◆ **Supplied material**:
◆ ◆ ◆ ◆ ◆

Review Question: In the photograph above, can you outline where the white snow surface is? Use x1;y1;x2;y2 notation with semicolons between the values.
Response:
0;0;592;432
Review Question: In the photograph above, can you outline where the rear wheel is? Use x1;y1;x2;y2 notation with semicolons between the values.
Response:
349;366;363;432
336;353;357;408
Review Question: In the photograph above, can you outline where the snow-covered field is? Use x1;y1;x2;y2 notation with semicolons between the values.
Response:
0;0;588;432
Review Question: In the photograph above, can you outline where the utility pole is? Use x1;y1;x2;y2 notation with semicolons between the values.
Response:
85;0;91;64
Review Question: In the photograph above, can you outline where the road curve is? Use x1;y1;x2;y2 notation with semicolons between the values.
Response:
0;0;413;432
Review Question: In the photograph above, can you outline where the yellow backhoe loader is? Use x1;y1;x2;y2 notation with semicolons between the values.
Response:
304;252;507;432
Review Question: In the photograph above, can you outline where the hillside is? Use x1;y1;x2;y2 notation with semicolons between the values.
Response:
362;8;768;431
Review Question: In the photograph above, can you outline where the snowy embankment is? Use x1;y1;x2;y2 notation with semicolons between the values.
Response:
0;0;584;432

◆ ◆ ◆ ◆ ◆

◆ **To do**:
Rewrite all the items above as a numbered list with one line per entry, leaving out any blank lines.

◆ **Answer to this problem**:
1. Review Question: In the photograph above, can you outline where the white snow surface is? Use x1;y1;x2;y2 notation with semicolons between the values.
2. Response:
3. 0;0;592;432
4. Review Question: In the photograph above, can you outline where the rear wheel is? Use x1;y1;x2;y2 notation with semicolons between the values.
5. Response:
6. 349;366;363;432
7. 336;353;357;408
8. Review Question: In the photograph above, can you outline where the snow-covered field is? Use x1;y1;x2;y2 notation with semicolons between the values.
9. Response:
10. 0;0;588;432
11. Review Question: In the photograph above, can you outline where the utility pole is? Use x1;y1;x2;y2 notation with semicolons between the values.
12. Response:
13. 85;0;91;64
14. Review Question: In the photograph above, can you outline where the road curve is? Use x1;y1;x2;y2 notation with semicolons between the values.
15. Response:
16. 0;0;413;432
17. Review Question: In the photograph above, can you outline where the yellow backhoe loader is? Use x1;y1;x2;y2 notation with semicolons between the values.
18. Response:
19. 304;252;507;432
20. Review Question: In the photograph above, can you outline where the hillside is? Use x1;y1;x2;y2 notation with semicolons between the values.
21. Response:
22. 362;8;768;431
23. Review Question: In the photograph above, can you outline where the snowy embankment is? Use x1;y1;x2;y2 notation with semicolons between the values.
24. Response:
25. 0;0;584;432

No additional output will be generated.